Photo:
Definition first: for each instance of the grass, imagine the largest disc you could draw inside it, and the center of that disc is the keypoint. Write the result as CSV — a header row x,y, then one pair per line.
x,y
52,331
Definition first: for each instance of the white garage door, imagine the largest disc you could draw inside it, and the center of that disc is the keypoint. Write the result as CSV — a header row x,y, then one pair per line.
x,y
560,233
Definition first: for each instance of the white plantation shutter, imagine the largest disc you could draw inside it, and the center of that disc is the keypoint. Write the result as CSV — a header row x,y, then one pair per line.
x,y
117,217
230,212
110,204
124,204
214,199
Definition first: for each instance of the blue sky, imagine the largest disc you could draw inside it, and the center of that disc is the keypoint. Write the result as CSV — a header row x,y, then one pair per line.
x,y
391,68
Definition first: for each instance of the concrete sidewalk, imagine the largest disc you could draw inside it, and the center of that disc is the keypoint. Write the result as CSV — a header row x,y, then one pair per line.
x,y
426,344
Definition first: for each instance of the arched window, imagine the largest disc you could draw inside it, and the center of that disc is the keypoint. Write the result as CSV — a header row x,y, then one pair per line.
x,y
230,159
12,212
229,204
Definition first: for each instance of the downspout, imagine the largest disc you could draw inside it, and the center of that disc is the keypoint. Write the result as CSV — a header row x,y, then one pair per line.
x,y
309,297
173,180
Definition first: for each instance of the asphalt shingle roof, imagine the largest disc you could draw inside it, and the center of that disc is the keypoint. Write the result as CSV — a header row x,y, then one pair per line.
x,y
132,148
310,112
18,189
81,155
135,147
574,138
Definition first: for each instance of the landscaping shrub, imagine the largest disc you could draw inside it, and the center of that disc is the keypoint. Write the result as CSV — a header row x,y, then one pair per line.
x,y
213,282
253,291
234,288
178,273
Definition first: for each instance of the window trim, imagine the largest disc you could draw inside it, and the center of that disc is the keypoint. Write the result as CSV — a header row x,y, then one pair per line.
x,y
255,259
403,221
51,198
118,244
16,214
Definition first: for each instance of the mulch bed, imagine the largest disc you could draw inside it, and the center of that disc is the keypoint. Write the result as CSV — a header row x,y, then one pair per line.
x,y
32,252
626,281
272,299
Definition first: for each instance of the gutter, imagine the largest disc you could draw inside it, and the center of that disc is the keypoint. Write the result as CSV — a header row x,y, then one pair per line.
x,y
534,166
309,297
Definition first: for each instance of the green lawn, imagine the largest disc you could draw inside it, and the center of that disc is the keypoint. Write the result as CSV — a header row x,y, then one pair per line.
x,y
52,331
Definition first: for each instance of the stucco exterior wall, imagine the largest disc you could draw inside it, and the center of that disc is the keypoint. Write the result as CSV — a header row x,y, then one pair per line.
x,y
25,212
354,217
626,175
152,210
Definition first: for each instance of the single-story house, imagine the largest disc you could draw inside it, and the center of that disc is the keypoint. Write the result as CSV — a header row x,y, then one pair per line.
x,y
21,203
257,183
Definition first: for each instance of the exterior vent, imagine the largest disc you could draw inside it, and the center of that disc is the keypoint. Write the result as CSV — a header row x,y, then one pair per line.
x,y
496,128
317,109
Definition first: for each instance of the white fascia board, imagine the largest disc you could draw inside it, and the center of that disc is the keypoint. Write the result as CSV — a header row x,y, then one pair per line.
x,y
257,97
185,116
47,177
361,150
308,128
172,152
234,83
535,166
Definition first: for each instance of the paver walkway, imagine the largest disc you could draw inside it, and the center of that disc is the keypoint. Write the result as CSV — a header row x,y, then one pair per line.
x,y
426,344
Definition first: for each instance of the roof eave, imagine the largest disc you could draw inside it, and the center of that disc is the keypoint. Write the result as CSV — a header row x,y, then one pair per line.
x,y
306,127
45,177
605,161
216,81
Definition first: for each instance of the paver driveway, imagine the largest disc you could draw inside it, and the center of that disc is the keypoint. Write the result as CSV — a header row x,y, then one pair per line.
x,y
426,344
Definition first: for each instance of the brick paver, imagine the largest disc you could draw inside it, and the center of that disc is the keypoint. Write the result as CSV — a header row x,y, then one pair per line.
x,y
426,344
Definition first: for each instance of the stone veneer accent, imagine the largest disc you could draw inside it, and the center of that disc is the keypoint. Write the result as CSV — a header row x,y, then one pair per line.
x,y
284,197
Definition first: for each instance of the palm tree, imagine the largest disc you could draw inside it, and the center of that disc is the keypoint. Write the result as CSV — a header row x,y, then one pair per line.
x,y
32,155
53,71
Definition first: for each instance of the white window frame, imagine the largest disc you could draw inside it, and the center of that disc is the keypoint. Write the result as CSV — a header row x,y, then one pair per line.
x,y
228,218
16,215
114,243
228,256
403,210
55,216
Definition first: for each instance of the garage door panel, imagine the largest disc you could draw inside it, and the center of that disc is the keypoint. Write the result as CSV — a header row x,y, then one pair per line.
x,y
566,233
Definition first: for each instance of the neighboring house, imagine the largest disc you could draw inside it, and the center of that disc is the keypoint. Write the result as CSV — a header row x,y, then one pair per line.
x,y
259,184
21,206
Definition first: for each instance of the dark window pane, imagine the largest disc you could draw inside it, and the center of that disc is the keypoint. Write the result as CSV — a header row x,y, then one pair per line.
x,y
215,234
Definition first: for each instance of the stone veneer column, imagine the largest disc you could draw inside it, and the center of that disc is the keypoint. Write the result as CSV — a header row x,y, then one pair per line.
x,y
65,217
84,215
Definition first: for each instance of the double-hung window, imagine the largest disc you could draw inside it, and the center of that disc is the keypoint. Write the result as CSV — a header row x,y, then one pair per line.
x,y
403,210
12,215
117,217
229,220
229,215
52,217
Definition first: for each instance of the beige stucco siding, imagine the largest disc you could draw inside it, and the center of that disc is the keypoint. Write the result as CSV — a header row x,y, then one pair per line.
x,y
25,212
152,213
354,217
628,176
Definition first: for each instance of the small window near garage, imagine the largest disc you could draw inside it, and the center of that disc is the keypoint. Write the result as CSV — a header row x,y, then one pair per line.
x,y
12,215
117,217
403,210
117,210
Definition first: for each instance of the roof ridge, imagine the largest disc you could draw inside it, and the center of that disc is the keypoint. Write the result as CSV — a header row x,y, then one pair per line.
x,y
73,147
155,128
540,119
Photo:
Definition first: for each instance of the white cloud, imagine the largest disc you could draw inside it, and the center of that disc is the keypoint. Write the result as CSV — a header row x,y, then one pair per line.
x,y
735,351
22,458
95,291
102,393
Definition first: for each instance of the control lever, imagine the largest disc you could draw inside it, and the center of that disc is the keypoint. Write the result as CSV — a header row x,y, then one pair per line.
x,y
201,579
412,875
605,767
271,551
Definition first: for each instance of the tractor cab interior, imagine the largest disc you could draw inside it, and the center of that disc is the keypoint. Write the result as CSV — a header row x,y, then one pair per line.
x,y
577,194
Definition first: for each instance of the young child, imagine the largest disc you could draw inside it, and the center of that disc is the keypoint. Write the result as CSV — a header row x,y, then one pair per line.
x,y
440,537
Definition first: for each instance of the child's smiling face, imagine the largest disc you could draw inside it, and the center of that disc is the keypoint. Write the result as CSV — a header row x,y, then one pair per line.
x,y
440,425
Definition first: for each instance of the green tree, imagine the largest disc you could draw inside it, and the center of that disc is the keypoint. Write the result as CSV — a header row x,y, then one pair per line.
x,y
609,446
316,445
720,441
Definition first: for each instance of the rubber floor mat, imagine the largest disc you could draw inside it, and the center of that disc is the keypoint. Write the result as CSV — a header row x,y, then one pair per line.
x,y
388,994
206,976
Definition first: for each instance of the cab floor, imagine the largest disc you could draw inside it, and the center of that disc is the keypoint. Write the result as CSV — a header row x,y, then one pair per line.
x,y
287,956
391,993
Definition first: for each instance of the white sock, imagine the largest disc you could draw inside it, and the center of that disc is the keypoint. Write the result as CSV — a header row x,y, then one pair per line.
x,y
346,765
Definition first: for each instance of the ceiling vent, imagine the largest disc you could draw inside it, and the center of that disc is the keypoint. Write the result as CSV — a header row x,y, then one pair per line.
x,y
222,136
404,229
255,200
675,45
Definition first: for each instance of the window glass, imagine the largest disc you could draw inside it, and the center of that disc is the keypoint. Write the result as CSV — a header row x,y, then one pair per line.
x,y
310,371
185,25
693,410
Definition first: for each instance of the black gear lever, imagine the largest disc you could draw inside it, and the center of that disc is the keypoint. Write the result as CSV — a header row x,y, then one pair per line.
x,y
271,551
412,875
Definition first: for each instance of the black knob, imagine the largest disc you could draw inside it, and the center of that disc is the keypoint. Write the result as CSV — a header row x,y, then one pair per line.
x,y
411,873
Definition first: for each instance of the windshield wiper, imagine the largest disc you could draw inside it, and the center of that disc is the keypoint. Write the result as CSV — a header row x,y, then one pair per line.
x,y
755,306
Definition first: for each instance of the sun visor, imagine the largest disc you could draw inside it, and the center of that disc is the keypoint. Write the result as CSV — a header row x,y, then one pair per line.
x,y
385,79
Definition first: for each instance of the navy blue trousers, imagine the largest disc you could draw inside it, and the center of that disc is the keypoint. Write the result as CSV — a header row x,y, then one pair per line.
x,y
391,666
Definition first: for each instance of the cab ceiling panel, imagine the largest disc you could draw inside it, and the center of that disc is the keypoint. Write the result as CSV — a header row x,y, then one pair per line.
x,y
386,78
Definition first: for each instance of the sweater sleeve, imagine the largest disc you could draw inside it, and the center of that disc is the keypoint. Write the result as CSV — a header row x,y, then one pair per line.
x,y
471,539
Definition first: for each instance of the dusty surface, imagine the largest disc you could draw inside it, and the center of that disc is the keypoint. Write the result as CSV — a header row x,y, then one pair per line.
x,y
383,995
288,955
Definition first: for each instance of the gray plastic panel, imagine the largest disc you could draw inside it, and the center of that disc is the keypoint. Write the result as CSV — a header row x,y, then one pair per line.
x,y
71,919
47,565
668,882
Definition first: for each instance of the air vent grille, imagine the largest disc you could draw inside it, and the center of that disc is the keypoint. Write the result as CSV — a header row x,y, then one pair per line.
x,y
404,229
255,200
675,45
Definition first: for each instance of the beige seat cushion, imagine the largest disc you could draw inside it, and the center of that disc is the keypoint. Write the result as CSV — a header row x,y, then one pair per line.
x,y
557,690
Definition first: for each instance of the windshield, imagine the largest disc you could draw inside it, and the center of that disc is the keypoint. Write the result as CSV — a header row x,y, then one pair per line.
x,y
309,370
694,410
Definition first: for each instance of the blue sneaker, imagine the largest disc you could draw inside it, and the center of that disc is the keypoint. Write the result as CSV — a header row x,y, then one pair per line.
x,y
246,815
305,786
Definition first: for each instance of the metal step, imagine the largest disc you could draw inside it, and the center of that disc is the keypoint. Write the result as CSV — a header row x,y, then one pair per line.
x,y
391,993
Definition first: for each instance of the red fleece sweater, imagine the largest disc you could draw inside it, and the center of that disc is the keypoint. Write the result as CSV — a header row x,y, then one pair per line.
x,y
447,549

__What to do__: Retype exactly, and only, the lines that run from the one with "Definition first: for each instance of the metal" through the final line of the entries.

__Exercise solution__:
Definition first: for each instance of the metal step, imagine the largest disc you could draw inside it, and the center of that disc is the keypoint. Write the result as CSV — a header row x,y, then one pair per line.
x,y
391,993
Definition first: for each instance of the red fleece sweater, imagine the largest disc you could draw inside it, and the center of that disc is the keypoint. Write the result as CSV — a header row x,y, then one pair per line.
x,y
447,549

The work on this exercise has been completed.